§ Extrait à lire
--------------------

Partir, vivre dans l’urgence, lire toutes les nuits, flâner, apprendre le français dans le Télémaque de Fénelon, exercer cent métiers, se mettre au piano, vivre partout, dans la misère, en héros, sans que personne ne le sache, souffrir dans son corps et son âme, quitter les rives de l’espoir : « Mais ma foi est complètement perdue. C’est là le danger. C’est elle qui m’a nourri et m’a soutenu. J’ai toujours cru que le monde n’est pas comme il est, et qu’il peut être autrement. »

Plus loin : « Océan orageux d’égoïsme et de banalité, avec quelques phares perdus dans des îles minuscules contre lesquelles s’acharnent les vagues de la sottise et les ténèbres de l’inconscience, gênées par la lumière – voici ce que le monde me paraît ! »

Impressionné par la verve de ce Roumain exceptionnel faisant songer à Gorki (Istrati le rencontrera par la suite en URSS), Romain Rolland se décide, deux ans après sa première lettre, à lui répondre, à l’encourager, à le sauver.

--------------------

Une série de lignes:
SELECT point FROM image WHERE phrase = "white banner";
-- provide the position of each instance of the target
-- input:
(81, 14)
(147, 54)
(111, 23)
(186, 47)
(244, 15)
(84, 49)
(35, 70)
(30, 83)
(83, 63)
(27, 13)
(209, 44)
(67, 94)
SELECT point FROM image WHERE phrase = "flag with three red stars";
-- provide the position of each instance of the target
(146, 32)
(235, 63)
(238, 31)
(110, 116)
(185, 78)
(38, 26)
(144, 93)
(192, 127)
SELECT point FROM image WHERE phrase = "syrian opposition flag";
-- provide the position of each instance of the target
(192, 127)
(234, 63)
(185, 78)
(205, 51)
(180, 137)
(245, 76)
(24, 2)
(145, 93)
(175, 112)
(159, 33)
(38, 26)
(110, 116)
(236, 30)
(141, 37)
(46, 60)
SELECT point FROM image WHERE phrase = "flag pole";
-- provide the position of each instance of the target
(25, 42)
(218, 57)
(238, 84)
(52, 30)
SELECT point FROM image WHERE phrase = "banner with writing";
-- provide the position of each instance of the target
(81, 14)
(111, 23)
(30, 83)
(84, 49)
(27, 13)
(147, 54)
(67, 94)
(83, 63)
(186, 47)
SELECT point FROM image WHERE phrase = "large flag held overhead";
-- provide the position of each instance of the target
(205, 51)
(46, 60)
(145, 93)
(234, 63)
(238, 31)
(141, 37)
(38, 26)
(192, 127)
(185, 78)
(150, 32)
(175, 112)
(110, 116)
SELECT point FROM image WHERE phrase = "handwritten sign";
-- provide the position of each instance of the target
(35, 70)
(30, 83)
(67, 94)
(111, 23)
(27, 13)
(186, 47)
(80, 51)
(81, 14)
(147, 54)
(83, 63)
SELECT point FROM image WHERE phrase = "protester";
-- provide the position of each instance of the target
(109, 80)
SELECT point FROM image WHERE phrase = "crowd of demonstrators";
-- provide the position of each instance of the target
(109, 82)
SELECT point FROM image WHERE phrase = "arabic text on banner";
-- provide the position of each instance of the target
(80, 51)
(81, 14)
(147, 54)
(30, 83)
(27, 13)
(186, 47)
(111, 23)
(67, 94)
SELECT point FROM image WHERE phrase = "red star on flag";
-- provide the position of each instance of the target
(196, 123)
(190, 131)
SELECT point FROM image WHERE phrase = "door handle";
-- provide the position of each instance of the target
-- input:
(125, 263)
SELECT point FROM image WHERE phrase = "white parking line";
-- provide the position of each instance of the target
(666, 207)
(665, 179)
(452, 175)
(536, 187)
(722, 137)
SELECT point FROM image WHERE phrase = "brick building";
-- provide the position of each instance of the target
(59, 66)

--------------------

§ Consignes de l'exercice
(1) Indiquez si chaque affirmation s'accorde avec l'extrait sur Istrati, en répondant par oui ou par non et en citant les mots décisifs du texte : (a) Romain Rolland répond à Istrati deux ans après sa première lettre ; (b) Istrati a appris le français dans un roman de Victor Hugo ; (c) Istrati affirme que sa foi est restée intacte.
(2) Rédigez la suite de l'extrait sur Istrati en partant de sa dernière phrase.
Les lignes n'ont aucun lien avec l'extrait sur Istrati.

§ Réponses
(1)
(a) Oui : « deux ans après sa première lettre, à lui répondre ».
(b) Non : « apprendre le français dans le Télémaque de Fénelon ».
(c) Non : « Mais ma foi est complètement perdue. »

(2)
L’auteur de Jean-Christophe, prix Nobel de littérature en 1915, lui écrit, le Vendredi Saint 1921 : « Mais d’autre part, je crois qu’il y a dans tous les hommes une parcelle de divin. Je l’ai souvent retrouvée même dans les yeux et dans les expressions des bêtes. – Je ne suis pas un aristocrate de l’esprit. Peut-être que je le suis encore moins que vous. Car je reconnais en tous « la même matière supérieure », comme vous dites, – (à différents degrés). Et c’est en elle que je fraternise avec tous. »

Istrati lui envoie des lettres-fleuves, narrant sa picaresque vie de peines.

Le maître, toujours en retard, courant après le temps : « En tout cas, vous pouvez avoir confiance. Votre vocation d’artiste est évidente. – Et en quelque langue que ce soit, vous seriez – vous êtes un écrivain. »

Istrati (22 décembre 1921) : « A qui attribuez-vous la mission de rendre le monde meilleur sinon à l’artiste ? Ou peut-être l’artiste n’est qu’un fabricant d’émotions ? »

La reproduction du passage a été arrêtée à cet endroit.